Task to complete:
Decide whether each statement agrees with the interview on the financial crisis below, answering yes or no and quoting the deciding words: (a) The government insurance for the big banks is estimated at about 50 billion euro a year. (b) Spain and Greece can lower the value of their currencies to grow their way out of debt. (c) Before the 2007 collapse, the Spanish state budget was in poor shape.

Your expectations for the next year related to the world economic or financial crisis in the EU? And generally, what do you think is going to happen in international relations, Russia-US relations, China-US relations?

Too many questions to try to answer. A lot of things are uncertain. Let’s begin with the financial crisis. The financial crisis is created by what has been called a “doom loop” by one of the directors of the British bank in charge of banking stability. It is a “doom loop” because there is a system in the US and Britain and to some extent elsewhere in which the big investment firms are essentially encouraged to undertake risky transactions in which they can make a lot of profit because they are risky. And they will sooner or later collapse because of the risk and at that point the tax payer comes in and bails them out. That’s a “doom loop”.

There is a government insurance policy for the big banks. The name for it in the US is too big to fail, so we got to bail them out when they get into trouble. It is essentially a government insurance policy. It is roughly estimated in euro at about 50 billion a year for the big banks to give them a higher credit rating and so on. The credit agencies take that into account when they rate them that they are going to be bailed out by tax payers if anything goes wrong. All of that is just encouragement to continue a cycle of risky transactions. Profits, bailouts – it’s been going since the early Reagan years. By that time the regulatory apparatus of the New Deal was being dismantled, so this was encouraged.

Now, there is legislation in the US the Dodd-Frank Bill which is supposed to put some restrictions on this. But it is quite unclear first of all how much of the Dodd-Frank Bill will survive the huge efforts of lobbyists right now to cut away at it so that it not going to apply very well. And even to the extent it does apply it leaves many of the problems untouched. So, chances are that we are building up to another and probably bigger financial crisis. Meanwhile in Europe the troika, you now…

The investment fund.

Yes. They are carrying out policies which are almost bound to be an economic disaster. Imposing austerity during a time of recession just from a purely economic point of view makes no sense. Say for Greece, it just increases the debt. It cuts back growth, so there is no way out of it. The countries, Spain and Greece particularly, they do not have control over their own currencies. So, they can’t do what the US or any country that prints it own money could do. They can’t reduce the value of their currency and grow their way out of it, they can’t do that, they are using the euro. So, they are trapped. Austerity will make the situation worse.

In Greece there is plenty of internal problems but it is particularly striking in the case of Spain because before the collapse of the financial system which not the fault of the government, that’s the fault of the Spanish banks, and including the German banks which were doing the lending, before this collapse in 2007 the Spanish state budget was in quite a good shape. And in fact, Spain has some of the lowest expenditures in Europe for social services and so on. So, it is not the matter of government expenditures, it is a banking problem and it is getting worse.

Given records:
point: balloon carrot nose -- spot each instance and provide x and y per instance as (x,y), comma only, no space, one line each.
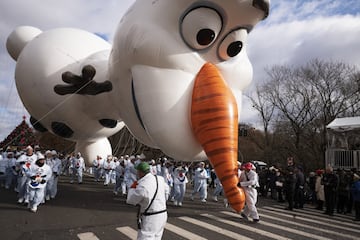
(214,119)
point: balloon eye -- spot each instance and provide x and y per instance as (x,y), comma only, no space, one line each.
(200,27)
(234,48)
(233,44)
(205,37)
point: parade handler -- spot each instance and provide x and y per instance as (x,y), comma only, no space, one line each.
(249,181)
(149,193)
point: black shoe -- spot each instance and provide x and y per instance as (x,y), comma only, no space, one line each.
(244,217)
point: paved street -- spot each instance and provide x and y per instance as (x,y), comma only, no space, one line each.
(90,211)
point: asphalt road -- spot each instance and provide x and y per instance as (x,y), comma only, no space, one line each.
(90,211)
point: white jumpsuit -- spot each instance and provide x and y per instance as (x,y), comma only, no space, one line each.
(200,183)
(152,226)
(249,181)
(37,180)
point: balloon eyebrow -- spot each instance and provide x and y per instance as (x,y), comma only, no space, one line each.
(263,5)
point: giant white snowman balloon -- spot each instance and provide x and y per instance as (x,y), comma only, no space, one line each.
(176,74)
(61,77)
(180,68)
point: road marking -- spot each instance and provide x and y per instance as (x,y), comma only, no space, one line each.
(305,217)
(128,231)
(182,232)
(298,232)
(341,235)
(87,236)
(222,231)
(246,227)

Written response:
(a) Yes: "It is roughly estimated in euro at about 50 billion a year for the big banks"
(b) No: "They can’t reduce the value of their currency and grow their way out of it"
(c) No: "before this collapse in 2007 the Spanish state budget was in quite a good shape"